┌──

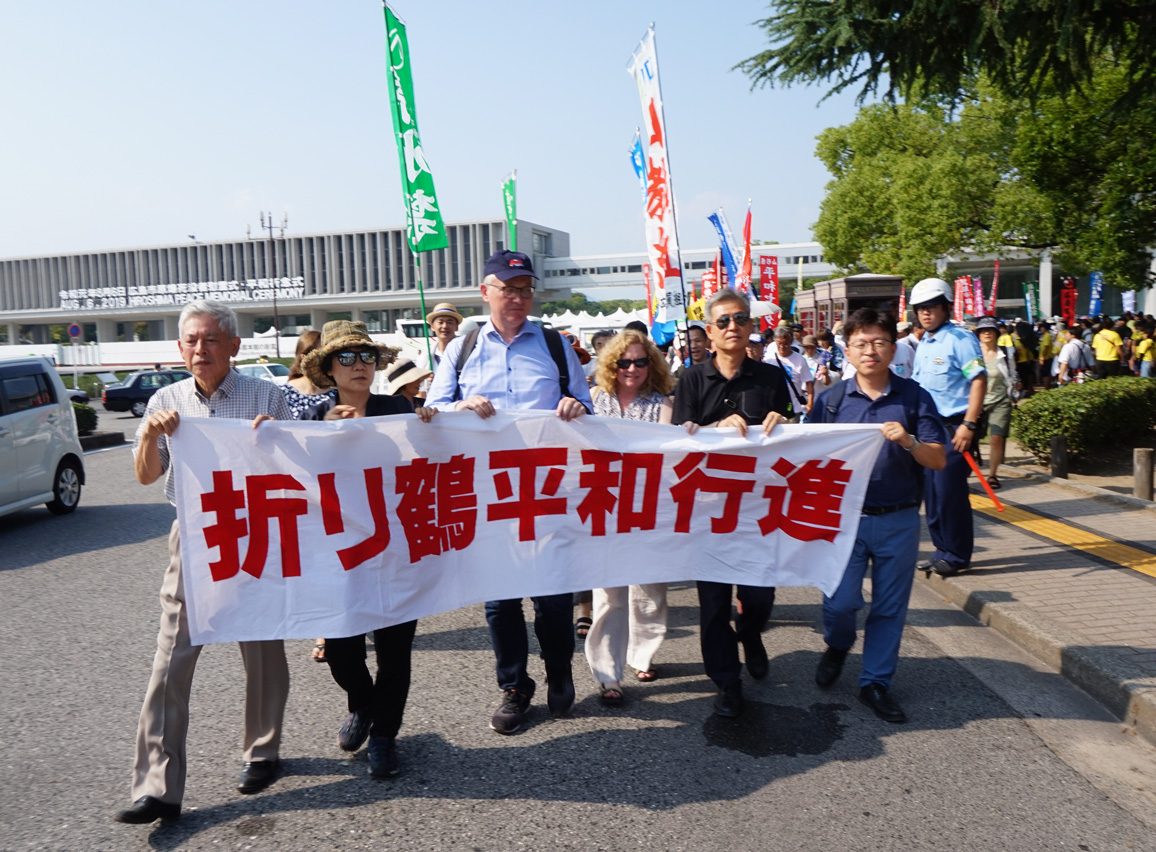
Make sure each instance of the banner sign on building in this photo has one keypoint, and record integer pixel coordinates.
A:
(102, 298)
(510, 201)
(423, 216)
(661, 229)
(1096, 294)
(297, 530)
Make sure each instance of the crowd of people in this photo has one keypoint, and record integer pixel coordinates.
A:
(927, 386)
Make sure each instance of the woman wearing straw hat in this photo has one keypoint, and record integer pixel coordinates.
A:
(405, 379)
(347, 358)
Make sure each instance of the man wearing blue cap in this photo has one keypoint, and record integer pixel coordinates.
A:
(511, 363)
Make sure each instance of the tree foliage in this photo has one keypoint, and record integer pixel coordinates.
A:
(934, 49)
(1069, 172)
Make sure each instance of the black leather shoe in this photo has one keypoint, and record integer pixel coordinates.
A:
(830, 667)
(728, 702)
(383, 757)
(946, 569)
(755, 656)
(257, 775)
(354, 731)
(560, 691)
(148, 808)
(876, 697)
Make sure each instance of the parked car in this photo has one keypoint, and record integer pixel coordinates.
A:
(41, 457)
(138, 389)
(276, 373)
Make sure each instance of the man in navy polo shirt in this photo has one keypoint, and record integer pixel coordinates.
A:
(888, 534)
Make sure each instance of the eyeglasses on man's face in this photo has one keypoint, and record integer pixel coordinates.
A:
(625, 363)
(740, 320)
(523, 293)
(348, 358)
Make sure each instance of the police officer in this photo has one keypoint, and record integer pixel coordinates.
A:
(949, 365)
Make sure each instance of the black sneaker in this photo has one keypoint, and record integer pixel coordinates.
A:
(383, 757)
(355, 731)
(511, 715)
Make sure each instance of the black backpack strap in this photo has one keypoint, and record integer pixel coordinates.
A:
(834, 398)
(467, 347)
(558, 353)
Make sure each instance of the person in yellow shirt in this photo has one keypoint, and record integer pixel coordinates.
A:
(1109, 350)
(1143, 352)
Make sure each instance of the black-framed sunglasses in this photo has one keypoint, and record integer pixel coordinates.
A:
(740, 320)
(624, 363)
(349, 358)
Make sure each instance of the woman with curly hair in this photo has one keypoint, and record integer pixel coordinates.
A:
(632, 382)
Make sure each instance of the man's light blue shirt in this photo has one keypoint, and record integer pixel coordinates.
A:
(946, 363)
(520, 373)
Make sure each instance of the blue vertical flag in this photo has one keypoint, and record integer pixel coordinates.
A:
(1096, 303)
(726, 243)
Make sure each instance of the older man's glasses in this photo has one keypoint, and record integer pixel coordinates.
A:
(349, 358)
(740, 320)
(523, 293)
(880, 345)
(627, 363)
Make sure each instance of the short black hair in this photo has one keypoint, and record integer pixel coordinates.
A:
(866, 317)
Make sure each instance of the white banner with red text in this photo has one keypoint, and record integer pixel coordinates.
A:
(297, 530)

└──
┌──

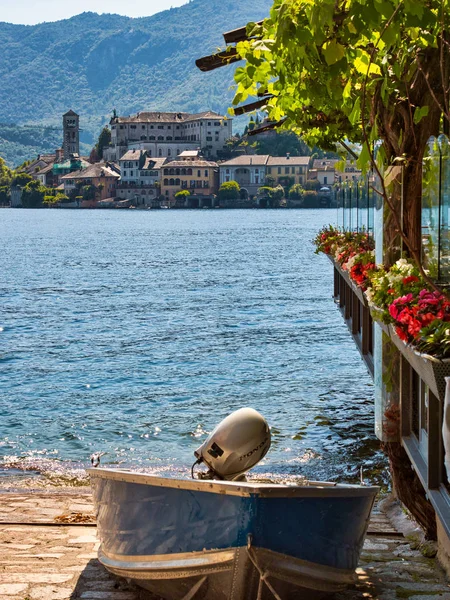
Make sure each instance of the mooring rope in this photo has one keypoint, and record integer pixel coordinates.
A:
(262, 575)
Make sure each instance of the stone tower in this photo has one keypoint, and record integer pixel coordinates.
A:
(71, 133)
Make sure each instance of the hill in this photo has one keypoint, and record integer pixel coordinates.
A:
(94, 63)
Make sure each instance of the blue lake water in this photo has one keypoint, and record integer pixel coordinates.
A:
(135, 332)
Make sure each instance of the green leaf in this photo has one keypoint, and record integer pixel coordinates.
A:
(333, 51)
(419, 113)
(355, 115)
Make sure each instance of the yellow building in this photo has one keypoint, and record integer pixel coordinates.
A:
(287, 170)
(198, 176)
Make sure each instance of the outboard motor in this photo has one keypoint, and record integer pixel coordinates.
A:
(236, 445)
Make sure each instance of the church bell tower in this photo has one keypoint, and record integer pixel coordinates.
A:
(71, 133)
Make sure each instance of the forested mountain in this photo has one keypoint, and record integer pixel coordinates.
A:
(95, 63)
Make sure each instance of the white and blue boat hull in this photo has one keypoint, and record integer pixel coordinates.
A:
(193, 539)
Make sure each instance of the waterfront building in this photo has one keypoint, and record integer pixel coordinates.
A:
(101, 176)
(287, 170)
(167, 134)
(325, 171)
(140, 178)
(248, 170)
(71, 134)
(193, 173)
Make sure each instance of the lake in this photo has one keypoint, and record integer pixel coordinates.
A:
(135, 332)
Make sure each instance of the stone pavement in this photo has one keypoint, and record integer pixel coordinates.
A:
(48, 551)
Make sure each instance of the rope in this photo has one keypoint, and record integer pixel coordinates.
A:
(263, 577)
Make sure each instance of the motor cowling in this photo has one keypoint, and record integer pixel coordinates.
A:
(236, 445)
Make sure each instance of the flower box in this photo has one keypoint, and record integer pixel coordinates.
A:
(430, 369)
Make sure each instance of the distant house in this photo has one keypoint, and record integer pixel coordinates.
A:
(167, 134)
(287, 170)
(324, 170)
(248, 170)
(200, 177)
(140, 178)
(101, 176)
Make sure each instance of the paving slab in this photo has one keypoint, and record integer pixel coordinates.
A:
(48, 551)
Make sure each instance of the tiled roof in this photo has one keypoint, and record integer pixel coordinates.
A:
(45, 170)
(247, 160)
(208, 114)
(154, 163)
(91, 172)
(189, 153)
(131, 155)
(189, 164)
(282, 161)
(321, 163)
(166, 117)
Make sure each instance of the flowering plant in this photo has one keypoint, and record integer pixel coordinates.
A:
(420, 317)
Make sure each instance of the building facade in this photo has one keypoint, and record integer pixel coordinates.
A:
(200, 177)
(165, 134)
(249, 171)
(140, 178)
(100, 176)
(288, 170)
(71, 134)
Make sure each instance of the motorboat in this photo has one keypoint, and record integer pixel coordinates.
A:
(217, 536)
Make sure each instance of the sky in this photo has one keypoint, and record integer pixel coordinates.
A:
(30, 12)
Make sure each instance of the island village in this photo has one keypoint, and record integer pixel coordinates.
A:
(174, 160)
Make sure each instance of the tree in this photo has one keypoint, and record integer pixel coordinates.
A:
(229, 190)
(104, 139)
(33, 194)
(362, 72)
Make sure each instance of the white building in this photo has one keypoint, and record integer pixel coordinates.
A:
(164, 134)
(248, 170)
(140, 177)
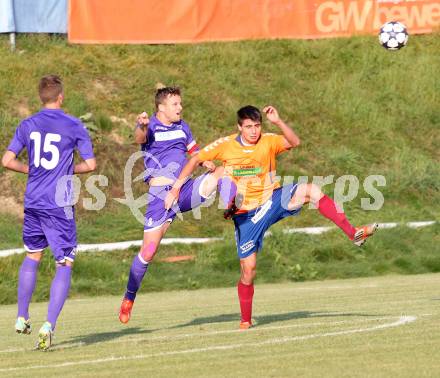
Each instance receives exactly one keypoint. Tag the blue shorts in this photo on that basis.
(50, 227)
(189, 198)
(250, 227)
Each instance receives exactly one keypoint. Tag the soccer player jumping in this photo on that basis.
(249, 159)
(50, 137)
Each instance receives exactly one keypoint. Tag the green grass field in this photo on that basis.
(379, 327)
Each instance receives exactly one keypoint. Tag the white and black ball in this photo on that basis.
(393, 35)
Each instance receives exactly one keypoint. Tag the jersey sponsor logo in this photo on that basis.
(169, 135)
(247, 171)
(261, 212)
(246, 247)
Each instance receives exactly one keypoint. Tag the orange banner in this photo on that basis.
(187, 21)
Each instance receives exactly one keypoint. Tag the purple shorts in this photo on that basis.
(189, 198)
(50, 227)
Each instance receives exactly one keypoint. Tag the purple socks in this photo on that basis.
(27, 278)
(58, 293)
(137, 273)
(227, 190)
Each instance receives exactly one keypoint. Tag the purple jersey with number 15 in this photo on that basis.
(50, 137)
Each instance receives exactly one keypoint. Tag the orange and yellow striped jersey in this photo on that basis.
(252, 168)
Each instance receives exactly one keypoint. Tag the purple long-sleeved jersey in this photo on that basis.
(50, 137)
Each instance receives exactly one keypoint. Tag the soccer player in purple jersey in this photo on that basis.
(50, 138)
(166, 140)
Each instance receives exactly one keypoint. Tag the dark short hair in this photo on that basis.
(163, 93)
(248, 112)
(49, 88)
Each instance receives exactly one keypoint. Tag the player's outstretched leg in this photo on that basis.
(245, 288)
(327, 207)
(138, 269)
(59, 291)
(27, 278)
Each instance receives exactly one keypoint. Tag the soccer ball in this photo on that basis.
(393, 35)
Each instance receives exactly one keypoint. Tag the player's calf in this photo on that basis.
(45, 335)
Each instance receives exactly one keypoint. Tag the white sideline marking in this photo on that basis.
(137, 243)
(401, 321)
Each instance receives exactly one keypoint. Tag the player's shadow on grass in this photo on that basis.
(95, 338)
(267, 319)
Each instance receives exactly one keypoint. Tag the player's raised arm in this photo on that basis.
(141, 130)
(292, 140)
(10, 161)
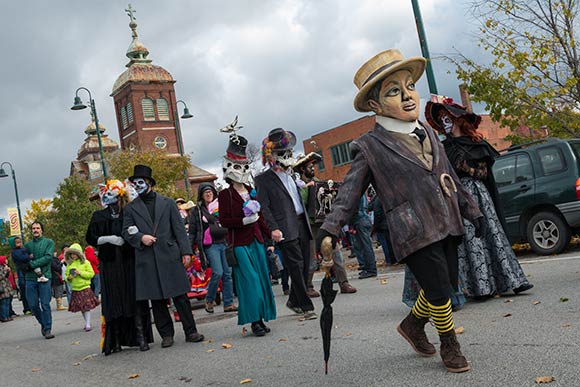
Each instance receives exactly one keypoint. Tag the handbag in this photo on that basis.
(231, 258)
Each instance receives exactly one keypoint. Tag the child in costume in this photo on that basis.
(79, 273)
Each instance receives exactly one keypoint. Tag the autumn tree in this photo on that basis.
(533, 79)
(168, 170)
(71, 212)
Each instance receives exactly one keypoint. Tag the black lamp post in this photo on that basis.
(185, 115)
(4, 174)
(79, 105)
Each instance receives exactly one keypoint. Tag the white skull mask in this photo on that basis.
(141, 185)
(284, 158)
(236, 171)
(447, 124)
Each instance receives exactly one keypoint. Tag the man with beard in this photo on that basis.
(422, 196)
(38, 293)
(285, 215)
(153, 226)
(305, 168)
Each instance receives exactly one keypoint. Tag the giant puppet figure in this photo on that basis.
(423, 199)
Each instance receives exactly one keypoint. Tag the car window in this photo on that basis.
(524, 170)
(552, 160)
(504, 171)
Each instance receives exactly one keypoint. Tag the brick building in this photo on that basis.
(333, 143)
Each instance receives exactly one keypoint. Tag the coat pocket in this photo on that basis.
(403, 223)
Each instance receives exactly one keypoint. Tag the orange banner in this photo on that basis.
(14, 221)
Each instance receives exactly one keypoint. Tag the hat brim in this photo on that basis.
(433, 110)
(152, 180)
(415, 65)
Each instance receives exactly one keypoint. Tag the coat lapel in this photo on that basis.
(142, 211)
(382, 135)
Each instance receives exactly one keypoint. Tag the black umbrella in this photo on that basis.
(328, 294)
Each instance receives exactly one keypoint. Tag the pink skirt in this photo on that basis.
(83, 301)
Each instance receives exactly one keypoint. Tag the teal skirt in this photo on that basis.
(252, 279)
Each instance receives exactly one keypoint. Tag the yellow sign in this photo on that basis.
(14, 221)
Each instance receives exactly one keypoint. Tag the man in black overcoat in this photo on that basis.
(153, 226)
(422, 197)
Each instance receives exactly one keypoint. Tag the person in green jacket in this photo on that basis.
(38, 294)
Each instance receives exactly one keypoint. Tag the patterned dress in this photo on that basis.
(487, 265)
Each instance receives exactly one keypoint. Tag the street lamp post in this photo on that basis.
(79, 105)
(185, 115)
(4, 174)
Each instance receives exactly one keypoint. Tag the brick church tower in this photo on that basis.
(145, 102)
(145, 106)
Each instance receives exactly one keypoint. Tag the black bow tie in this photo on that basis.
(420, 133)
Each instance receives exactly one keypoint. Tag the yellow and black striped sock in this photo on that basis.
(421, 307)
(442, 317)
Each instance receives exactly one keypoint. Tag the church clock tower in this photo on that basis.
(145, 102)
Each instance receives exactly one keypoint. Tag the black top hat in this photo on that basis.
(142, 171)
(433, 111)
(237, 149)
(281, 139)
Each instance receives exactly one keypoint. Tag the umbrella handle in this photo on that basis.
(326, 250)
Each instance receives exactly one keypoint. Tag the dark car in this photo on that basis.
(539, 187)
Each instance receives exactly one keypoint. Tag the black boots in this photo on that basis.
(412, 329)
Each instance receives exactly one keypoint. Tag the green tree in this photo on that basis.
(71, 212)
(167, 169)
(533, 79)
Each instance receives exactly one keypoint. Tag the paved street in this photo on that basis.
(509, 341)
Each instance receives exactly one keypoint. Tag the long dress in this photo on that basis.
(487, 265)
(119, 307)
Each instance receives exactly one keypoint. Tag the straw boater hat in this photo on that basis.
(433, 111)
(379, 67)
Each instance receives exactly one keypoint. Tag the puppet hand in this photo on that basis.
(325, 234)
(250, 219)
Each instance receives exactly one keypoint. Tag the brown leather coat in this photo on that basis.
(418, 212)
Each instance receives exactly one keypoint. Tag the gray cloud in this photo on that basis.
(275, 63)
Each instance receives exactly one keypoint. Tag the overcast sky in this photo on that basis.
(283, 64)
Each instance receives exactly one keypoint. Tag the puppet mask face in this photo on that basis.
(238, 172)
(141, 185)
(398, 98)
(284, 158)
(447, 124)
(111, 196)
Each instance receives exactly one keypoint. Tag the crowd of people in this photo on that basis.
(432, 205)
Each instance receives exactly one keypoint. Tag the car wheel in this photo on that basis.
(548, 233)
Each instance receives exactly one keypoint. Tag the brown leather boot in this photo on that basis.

└──
┌──

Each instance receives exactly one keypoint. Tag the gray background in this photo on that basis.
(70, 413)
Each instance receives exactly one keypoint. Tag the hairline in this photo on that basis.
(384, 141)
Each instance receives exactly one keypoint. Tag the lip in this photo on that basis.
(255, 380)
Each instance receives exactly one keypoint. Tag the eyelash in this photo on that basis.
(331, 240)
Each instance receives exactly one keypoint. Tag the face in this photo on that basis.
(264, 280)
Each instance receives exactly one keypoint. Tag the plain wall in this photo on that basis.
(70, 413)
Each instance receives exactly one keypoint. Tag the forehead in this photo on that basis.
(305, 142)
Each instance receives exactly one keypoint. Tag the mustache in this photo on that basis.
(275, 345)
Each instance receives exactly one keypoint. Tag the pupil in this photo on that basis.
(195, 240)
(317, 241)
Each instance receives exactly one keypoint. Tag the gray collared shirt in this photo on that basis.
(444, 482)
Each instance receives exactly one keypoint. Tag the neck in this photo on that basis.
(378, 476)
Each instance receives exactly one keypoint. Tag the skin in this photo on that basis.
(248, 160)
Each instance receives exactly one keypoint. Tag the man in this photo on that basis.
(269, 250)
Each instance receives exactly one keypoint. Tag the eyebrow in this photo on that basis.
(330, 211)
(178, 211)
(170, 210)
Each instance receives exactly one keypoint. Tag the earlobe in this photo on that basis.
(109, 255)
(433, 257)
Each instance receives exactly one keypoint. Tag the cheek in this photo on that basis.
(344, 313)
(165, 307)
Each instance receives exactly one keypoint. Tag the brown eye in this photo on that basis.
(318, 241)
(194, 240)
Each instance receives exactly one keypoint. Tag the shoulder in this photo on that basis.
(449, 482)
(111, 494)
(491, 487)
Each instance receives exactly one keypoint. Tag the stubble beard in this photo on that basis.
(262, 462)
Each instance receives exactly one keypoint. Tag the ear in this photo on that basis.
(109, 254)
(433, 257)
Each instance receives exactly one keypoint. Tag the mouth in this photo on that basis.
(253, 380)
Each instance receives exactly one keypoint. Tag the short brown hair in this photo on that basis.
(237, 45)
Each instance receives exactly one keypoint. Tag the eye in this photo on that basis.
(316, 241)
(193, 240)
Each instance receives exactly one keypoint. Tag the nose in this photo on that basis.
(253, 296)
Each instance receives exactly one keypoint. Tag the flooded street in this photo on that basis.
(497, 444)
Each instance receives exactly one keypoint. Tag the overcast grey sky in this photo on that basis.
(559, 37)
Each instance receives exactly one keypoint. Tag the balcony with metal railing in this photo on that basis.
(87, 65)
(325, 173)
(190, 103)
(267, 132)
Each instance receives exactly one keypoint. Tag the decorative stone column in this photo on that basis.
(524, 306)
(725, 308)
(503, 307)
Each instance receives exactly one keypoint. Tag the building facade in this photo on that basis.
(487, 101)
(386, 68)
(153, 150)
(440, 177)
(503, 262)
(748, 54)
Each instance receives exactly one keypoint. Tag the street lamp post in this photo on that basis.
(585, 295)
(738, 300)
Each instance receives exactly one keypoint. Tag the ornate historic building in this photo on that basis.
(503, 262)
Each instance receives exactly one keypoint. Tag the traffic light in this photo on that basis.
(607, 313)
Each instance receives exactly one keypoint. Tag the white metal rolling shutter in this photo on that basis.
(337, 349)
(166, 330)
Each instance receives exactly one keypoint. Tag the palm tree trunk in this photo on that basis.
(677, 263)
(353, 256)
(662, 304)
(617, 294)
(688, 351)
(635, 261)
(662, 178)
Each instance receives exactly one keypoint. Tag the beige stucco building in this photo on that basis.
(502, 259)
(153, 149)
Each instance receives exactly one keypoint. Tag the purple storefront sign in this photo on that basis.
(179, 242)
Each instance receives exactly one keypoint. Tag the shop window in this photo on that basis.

└──

What you should do —
Can you gather and copy out every line in the items above that contains the string "grass"?

Output for this task —
Each instance receives exactly one keypoint. Tag the green grass field in this photo on that basis.
Each instance receives exactly one keypoint. Tag the player's shadow on grass in this photo on that basis.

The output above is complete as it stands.